──────── Selected passage
No. 8 – Louisville Kings
- Position: Cornerback
- Roster status: Active

Personal information
- Born: January 11, 2000 (age 26) Dallas, Texas, U.S.
- Listed height: 6 ft 2 in (1.88 m)
- Listed weight: 213 lb (97 kg)

Career information
- High school: Poteet (TX)
- College: Navarro (2018) Louisiana (2019–2021) LSU (2022)
- NFL draft: 2023: undrafted

Career history
- Philadelphia Eagles (2023–2024); Arlington Renegades (2025)*; Chicago Bears (2025)*; Louisville Kings (2026–present);
- * Offseason or practice squad member only

Awards and highlights
- UFL champion (2026); Third-team All-Sun Belt (2021);

Career NFL statistics as of 2025
- Games played: 3
- Stats at Pro Football Reference

= Mekhi Garner =

American football player (born 2000)

Mekhi Garner (born January 11, 2000) is an American professional football cornerback for the Louisville Kings of the United Football League (UFL). He played college football for the Navarro Bulldogs, Louisiana Ragin' Cajuns and LSU Tigers.

==Early life==
Garner was born on January 11, 2000, in Dallas, Texas. He attended Poteet High School in Mesquite and played defensive back, recording as a junior 39 tackles, six pass breakups, two interceptions and a forced fumble. He initially committed to play college football for the Texas Tech Red Raiders, but eventually decided to begin his college career at Navarro.

==College career==
Garner spent his freshman year, 2018, at Navarro College. He appeared in 10 games, posting 48 tackles, five pass breakups, two interceptions and 0.5 tackles-for-loss. He joined the Louisiana Ragin' Cajuns after one season at Navarro. In his first season there, Garner played two games and totaled four tackles. Originally a backup to begin the 2020 season, he was thrust into a starting role due to several players contracting COVID-19 and his performance there led to him remaining a starter. He finished the season with 11 games played, eight as a starter, with 27 tackles, three interceptions (second on the team), seven pass breakups (second on the team), one sack and one tackle-for-loss, being named honorable mention all-conference.
────────────────
*Exercise tasks*.
• a. In the article on Mekhi Garner, how many games did Garner appear in during his 2018 season at Navarro College?
• b. Reproduce the portion of the article on Mekhi Garner that runs from "American football player" up to and including "and LSU Tigers.".
• c. Carry on writing the article on Mekhi Garner, starting after its final sentence.
──────── Study material
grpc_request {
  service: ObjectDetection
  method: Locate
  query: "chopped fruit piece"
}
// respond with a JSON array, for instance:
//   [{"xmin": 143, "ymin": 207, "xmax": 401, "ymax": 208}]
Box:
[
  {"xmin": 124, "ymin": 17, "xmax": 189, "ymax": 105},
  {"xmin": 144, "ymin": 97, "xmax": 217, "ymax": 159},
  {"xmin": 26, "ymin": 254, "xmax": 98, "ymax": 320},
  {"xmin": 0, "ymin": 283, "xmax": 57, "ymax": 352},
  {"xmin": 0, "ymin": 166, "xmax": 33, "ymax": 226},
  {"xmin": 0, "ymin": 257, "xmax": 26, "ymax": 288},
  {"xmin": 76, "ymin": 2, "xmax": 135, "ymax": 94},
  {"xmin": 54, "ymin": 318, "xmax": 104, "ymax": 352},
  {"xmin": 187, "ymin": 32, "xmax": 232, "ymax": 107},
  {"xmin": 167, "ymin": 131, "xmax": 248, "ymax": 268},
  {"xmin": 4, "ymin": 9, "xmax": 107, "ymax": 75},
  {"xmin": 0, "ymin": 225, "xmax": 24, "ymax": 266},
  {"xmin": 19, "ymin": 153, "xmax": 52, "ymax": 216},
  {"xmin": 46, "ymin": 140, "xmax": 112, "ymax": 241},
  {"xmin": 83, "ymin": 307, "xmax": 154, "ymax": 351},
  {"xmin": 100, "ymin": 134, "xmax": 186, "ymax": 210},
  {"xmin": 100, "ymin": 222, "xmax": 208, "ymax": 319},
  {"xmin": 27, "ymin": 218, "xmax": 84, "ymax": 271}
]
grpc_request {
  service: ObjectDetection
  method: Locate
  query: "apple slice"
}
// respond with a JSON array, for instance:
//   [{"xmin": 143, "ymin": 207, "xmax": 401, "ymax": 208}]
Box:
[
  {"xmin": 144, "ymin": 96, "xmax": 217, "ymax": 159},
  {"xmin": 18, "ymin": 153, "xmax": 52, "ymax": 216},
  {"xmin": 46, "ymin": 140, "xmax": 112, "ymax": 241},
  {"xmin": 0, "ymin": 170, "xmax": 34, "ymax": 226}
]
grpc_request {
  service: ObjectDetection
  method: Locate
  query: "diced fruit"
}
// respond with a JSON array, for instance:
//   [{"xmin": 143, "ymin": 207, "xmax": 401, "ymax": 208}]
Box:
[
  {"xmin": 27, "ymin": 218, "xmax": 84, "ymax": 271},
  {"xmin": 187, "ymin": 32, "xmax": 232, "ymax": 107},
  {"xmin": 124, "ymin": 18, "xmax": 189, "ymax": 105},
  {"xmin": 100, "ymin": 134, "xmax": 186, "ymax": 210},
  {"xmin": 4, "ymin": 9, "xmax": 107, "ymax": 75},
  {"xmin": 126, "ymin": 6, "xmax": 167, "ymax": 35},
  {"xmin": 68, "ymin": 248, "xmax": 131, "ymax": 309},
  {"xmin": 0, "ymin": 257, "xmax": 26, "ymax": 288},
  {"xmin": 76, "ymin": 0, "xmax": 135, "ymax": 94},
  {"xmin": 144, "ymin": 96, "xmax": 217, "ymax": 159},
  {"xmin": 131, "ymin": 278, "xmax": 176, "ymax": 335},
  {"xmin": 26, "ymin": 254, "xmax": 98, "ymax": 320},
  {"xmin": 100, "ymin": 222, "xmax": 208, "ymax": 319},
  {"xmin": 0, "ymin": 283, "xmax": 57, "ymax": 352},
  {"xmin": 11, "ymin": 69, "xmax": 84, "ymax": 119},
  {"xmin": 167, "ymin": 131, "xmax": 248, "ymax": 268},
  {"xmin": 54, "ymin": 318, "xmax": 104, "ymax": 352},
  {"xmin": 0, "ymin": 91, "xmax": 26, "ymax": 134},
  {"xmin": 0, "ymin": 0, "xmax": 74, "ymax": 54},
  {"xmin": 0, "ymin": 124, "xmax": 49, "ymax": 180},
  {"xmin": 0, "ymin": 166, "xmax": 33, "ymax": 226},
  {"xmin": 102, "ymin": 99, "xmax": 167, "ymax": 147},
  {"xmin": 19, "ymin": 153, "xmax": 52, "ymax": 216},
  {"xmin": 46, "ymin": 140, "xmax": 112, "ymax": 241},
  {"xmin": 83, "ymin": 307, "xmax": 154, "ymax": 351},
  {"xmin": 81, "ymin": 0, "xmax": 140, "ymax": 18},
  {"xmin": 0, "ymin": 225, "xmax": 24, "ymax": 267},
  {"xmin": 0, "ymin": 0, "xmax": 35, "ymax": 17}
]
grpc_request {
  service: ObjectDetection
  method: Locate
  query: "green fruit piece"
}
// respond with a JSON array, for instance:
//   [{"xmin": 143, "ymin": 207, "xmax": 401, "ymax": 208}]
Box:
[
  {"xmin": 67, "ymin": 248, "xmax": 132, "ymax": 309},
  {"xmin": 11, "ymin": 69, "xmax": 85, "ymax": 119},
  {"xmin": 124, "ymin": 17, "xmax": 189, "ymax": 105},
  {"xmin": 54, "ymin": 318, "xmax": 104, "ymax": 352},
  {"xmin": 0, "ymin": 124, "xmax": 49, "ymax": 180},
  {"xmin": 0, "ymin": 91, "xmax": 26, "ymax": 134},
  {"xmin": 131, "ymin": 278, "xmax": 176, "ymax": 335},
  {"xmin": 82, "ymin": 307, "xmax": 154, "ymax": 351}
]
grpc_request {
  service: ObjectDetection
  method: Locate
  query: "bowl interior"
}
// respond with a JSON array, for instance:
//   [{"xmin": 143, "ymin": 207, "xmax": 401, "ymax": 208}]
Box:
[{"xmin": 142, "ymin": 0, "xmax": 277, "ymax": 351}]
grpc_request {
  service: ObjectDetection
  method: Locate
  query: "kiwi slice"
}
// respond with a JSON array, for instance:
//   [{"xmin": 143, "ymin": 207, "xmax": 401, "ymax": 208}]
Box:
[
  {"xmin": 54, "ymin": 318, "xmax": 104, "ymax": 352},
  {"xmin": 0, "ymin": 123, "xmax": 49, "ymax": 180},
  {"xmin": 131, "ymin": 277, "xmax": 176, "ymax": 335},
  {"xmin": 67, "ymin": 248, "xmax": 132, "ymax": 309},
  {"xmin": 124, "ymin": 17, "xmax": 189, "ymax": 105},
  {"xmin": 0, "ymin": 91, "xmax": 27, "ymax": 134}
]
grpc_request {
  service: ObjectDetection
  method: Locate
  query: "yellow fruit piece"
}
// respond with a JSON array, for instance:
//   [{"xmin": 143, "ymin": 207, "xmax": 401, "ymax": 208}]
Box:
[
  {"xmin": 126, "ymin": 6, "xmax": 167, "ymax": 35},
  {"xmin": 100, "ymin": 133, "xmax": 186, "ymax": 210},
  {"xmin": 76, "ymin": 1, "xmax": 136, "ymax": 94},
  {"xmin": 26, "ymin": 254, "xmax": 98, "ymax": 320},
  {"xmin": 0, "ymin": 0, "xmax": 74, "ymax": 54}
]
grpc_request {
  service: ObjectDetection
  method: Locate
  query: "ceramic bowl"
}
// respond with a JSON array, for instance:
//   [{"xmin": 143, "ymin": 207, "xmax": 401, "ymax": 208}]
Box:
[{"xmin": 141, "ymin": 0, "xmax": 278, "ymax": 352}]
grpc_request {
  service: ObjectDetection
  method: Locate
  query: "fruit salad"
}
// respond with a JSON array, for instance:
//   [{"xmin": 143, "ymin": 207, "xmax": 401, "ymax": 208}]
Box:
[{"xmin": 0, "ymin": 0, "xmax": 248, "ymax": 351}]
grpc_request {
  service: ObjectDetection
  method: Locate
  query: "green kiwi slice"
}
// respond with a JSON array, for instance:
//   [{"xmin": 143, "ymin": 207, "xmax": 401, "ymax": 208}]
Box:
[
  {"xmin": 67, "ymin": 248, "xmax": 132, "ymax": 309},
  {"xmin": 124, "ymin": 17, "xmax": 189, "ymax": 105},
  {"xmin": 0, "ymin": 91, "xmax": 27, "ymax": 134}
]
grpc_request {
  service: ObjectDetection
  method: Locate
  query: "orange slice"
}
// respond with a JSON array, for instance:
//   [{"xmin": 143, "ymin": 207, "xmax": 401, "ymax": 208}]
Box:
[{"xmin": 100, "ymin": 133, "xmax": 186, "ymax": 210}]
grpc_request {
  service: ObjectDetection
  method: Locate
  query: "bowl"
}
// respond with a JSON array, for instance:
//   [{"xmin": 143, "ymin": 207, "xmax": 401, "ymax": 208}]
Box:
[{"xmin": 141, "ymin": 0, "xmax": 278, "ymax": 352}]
────────────────
*Solved problems*.
• a. 10 games

• b.
American football player (born 2000)

Mekhi Garner (born January 11, 2000) is an American professional football cornerback for the Louisville Kings of the United Football League (UFL). He played college football for the Navarro Bulldogs, Louisiana Ragin' Cajuns and LSU Tigers.

• c.
In 2021, Garner played in 13 games, starting 11, and earned third-team All-Sun Belt Conference honors as he compiled 31 tackles, 2.5 tackles-for-loss, eight pass breakups, a forced fumble and a sack. He transferred to LSU in 2022. In his only season with the team, he posted 43 tackles, 1.5 tackles-for-loss and eight pass breakups while starting all 13 games. His eight pass breakups lead the team. Although Garner had a remaining year of eligibility, he opted to declare for the NFL draft while accepting an invitation to the East–West Shrine Bowl.

==Professional career==

Pre-draft measurables
| Height | Weight | Arm length | Hand span | Wingspan | 40-yard dash | 10-yard split | 20-yard split | 20-yard shuttle | Three-cone drill | Vertical jump | Broad jump | Bench press |
| 6 ft 2 in (1.88 m) | 212 lb (96 kg) | 32+1⁄4 in (0.82 m) | 10+1⁄8 in (0.26 m) | 6 ft 6 in (1.98 m) | 4.55 s | 1.54 s | 2.61 s | 4.29 s | 6.94 s | 38.5 in (0.98 m) | 10 ft 8 in (3.25 m) | 12 reps |
All values from NFL Combine/Pro Day

=== Philadelphia Eagles ===
After going unselected in the 2023 NFL draft, Garner signed with the Philadelphia Eagles as an undrafted free agent. On August 29, 2023, he was released due to final roster cuts and re-signed to the practice squad the following day. He signed a reserve/future contract on January 18, 2024. Garner was waived with an injury designation on August 17.

On December 31, 2024, the Eagles re-signed Garner to their practice squad. He was released on January 9, 2025.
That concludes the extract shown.